# Shell Tankers



## PKiddell (Aug 17, 2005)

Left Auckland Feb.1950 along with two other Kiwi Junior engineers 0n the Anglo Dutch shell Tanker Nacella,later transferred to the Narica at Singapore . They were built at Harland & Wolf during the war I think,both fitted with B&W 6 cylinder 4 stroke diesels . Possible there might be a photo somewhere. Any help appreciated.

Peter Kiddell.


----------



## exsailor (Dec 18, 2005)

Hello Peter, Pictures of both - Nacella at http://www.merchant-navy.net/Pictures/nacella.html
For Narica, same address but substitute narica for nacella.
Regards, Dennis.


----------



## gdynia (Nov 3, 2005)

Peter
Photo of Narica on www.photoship.co.uk


----------



## Allan Wareing (Apr 23, 2006)

*shell tankers*



PKiddell said:


> Left Auckland Feb.1950 along with two other Kiwi Junior engineers 0n the Anglo Dutch shell Tanker Nacella,later transferred to the Narica at Singapore . They were built at Harland & Wolf during the war I think,both fitted with B&W 6 cylinder 4 stroke diesels . Possible there might be a photo somewhere. Any help appreciated.
> 
> Peter Kiddell.


Hi Peter, 
have a look on http://www.helderline.nl a veritable goldmine on things "shell". Was a shell man myself from 1950 to 1957


----------



## PKiddell (Aug 17, 2005)

*Shell Tankers.*

Thanks to all for the info on photos We were the lucky ones as we managed to get off in the UK after 3 months,the other poor buggers had been out east for 16 months . Plenty of wevils in the rice but with a good supply of Gordons and ciggies every one seemed to cope !!

eter Kiddell


----------



## bern66 (Feb 6, 2008)

Made my 1st trip to sea on the "HADRA" 1956=57. !3 month trip during Suez blockage, so long trips via Cape to Europe & South America.


----------



## bern66 (Feb 6, 2008)

Stil trying to trace anyone from that trip.


----------



## John Rogers (May 11, 2004)

Any of you Shell men come across a Bernard Smart 2nd mate while sailing on the shelll tankers. Bernard was from Goole but retired in Auckland after working in the Gulf for many years.

John.


----------



## arnoldsinoz (Jun 25, 2015)

bern66 said:


> Made my 1st trip to sea on the "HADRA" 1956=57. !3 month trip during Suez blockage, so long trips via Cape to Europe & South America.


My friends father was on the STS Hadra from Mar 56 to Jun 56.

I'm trying to find out where it went on it's voyage


----------



## balmoral queen (May 31, 2012)

Deck app. on Tomocyclus, Newcombia and Velutina early 50's. Co's nickname Anglo-Geordie Paraffin Oil Co. Worked some crazy hours tank cleaning. Wouldn't go back with them after time was up, so they wouldn't pay my month's wages at AB's rate. Capt. Nimmo was I/c apps. Never regretted leaving them.
H. Edmunds.


----------

### Given material

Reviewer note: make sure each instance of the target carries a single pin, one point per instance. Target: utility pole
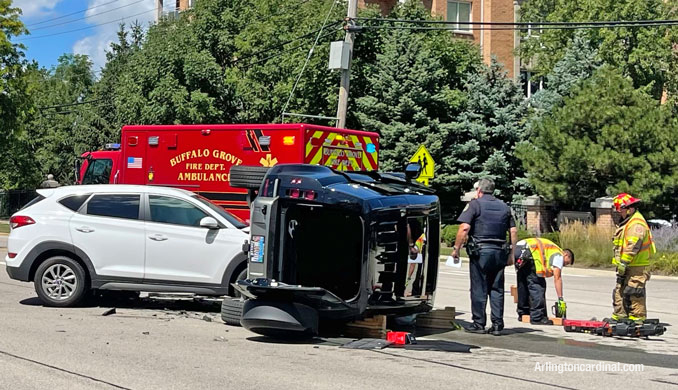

### What you should do
In the forum thread, rewrite the paragraph beginning "Deck app. on Tomocyclus" as a short bulleted list that keeps its main facts.

### Worked solution
- Deck app. on the Tomocyclus, Newcombia and Velutina in the early 50's
- Company nickname: Anglo-Geordie Paraffin Oil Co.
- Worked some crazy hours tank cleaning
- Would not go back with the company after the time was up, so they withheld the month's wages at AB's rate
- Capt. Nimmo was in charge of apprentices
- Never regretted leaving